** SOURCE RECORDS **
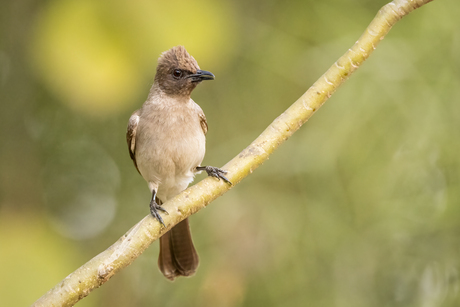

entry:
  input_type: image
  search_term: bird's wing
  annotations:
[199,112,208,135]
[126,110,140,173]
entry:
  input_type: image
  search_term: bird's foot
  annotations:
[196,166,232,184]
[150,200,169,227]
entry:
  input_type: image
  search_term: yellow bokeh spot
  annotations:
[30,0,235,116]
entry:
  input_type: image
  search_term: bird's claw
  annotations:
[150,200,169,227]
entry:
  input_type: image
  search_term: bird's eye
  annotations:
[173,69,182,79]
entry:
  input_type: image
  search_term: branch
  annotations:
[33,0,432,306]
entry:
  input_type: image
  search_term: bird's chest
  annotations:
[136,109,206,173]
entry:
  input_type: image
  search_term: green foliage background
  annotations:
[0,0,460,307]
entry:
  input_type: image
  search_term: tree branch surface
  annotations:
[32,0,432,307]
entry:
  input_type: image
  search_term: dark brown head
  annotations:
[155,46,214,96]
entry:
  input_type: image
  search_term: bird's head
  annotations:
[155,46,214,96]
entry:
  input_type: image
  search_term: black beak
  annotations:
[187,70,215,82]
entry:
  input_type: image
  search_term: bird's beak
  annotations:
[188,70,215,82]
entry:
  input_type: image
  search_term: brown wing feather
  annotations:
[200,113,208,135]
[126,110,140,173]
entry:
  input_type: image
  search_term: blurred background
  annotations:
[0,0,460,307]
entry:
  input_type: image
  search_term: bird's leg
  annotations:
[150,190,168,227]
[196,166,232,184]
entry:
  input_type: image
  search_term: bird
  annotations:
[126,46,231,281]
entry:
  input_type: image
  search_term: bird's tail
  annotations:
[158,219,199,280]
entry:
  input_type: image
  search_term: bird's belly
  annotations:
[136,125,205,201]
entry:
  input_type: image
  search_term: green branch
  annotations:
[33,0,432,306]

==

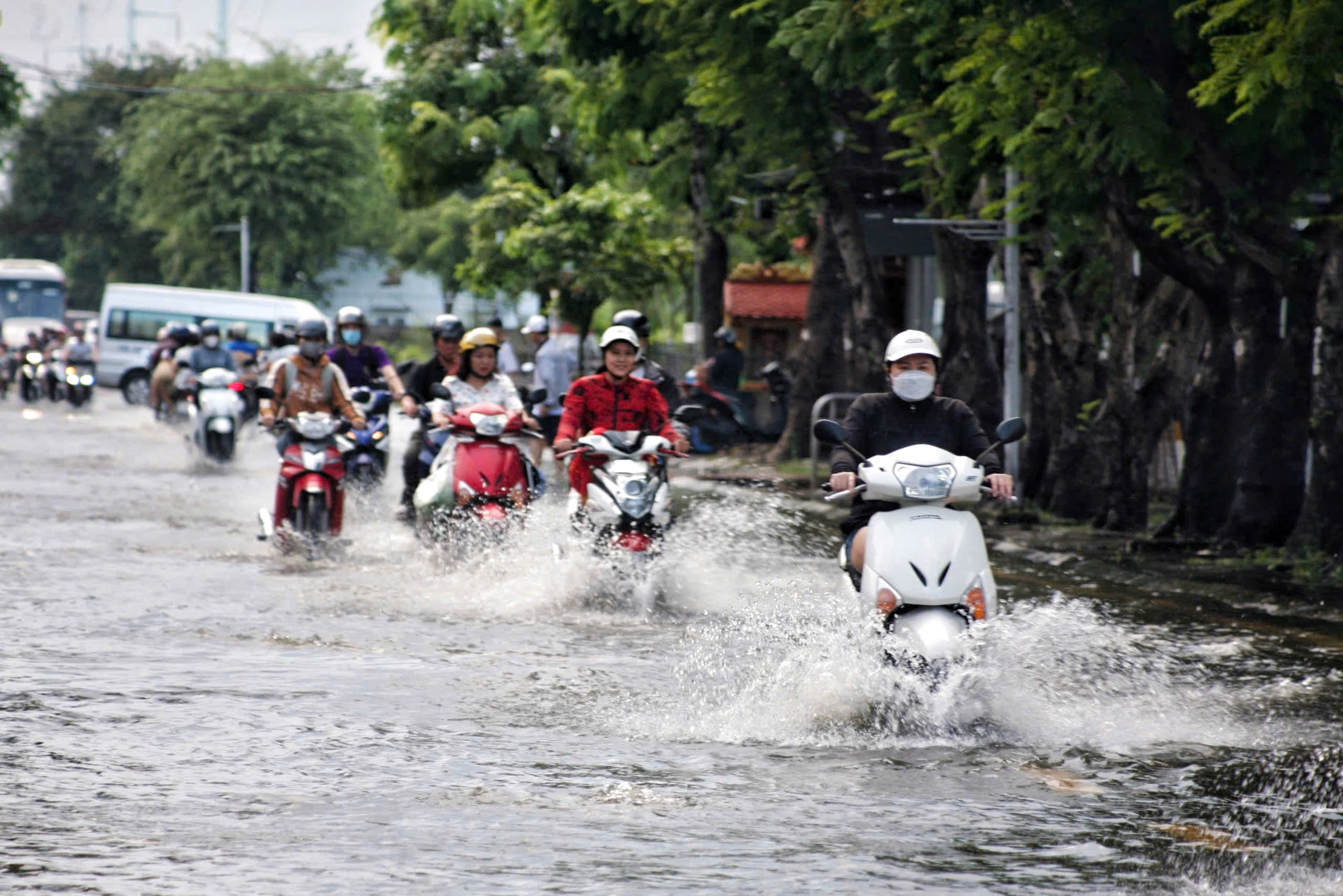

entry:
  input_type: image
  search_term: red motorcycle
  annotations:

** TASK DETAILS **
Find each line in the records above that contains the word "head" and copy those lines.

** SOLUTION FOR THIS PROBLEM **
  search_term: dark brown head
  search_term: bird's head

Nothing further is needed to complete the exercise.